__Short problem__
Lay out every line of the records below as a Markdown table with the columns Row and Content, putting a running row number in Row and the line in Content. Leave out blank lines.

__Dataset excerpts__
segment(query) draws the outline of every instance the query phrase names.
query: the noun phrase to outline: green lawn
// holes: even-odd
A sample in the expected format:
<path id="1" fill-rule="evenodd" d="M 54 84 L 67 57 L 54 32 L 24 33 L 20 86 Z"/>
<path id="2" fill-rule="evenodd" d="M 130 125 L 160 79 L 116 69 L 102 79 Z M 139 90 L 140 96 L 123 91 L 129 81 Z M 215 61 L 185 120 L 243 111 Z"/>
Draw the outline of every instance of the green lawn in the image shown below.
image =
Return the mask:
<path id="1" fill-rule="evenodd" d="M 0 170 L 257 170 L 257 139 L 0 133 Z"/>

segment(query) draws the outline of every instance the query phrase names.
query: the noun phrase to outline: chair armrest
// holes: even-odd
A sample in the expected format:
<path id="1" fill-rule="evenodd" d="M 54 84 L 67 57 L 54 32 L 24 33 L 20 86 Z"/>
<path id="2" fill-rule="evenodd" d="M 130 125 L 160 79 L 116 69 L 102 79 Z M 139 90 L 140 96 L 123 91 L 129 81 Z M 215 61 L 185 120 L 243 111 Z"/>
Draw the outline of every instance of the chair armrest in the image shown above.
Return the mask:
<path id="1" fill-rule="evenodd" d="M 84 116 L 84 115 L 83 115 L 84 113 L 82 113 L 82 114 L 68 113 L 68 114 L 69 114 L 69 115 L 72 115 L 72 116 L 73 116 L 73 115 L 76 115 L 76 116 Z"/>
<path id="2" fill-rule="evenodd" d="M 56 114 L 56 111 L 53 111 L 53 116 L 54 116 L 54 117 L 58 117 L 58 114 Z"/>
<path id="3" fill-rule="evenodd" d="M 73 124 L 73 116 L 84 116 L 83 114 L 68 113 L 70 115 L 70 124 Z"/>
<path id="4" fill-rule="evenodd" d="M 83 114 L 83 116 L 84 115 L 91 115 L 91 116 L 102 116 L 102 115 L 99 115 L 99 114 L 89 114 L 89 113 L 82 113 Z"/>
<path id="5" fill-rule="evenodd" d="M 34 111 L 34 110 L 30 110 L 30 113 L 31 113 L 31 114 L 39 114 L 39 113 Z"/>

__Problem solution__
| Row | Content |
|---|---|
| 1 | segment(query) draws the outline of every instance the query phrase names. |
| 2 | query: the noun phrase to outline: green lawn |
| 3 | // holes: even-odd |
| 4 | A sample in the expected format: |
| 5 | <path id="1" fill-rule="evenodd" d="M 54 84 L 67 57 L 54 32 L 24 33 L 20 86 Z"/> |
| 6 | <path id="2" fill-rule="evenodd" d="M 130 125 L 160 79 L 116 69 L 102 79 Z M 139 90 L 140 96 L 123 91 L 129 81 Z M 215 61 L 185 120 L 243 111 Z"/> |
| 7 | Draw the outline of every instance of the green lawn in the image shown below. |
| 8 | image = |
| 9 | Return the mask: |
| 10 | <path id="1" fill-rule="evenodd" d="M 0 170 L 257 170 L 257 139 L 0 133 Z"/> |
| 11 | segment(query) draws the outline of every instance the query phrase names. |
| 12 | query: the noun phrase to outline: chair armrest |
| 13 | // holes: even-odd |
| 14 | A sample in the expected format: |
| 15 | <path id="1" fill-rule="evenodd" d="M 54 84 L 67 57 L 54 32 L 24 33 L 20 86 Z"/> |
| 16 | <path id="2" fill-rule="evenodd" d="M 130 125 L 160 79 L 116 69 L 102 79 Z M 139 90 L 140 96 L 123 91 L 129 81 Z M 215 61 L 185 120 L 243 111 Z"/> |
| 17 | Draw the outline of every instance of the chair armrest in the image shown above. |
| 18 | Return the mask: |
| 19 | <path id="1" fill-rule="evenodd" d="M 84 116 L 84 115 L 83 115 L 84 113 L 82 113 L 82 114 L 68 113 L 68 114 L 69 114 L 69 115 L 72 115 L 72 116 L 73 116 L 73 115 L 76 115 L 76 116 Z"/> |
| 20 | <path id="2" fill-rule="evenodd" d="M 56 114 L 56 111 L 53 111 L 53 116 L 54 116 L 54 117 L 58 117 L 58 114 Z"/> |
| 21 | <path id="3" fill-rule="evenodd" d="M 73 124 L 73 116 L 84 116 L 83 114 L 68 113 L 70 115 L 70 124 Z"/> |
| 22 | <path id="4" fill-rule="evenodd" d="M 83 114 L 83 116 L 84 115 L 91 115 L 91 116 L 102 116 L 102 115 L 99 115 L 99 114 L 89 114 L 89 113 L 82 113 Z"/> |
| 23 | <path id="5" fill-rule="evenodd" d="M 34 111 L 34 110 L 30 110 L 30 113 L 31 113 L 31 114 L 39 114 L 39 113 Z"/> |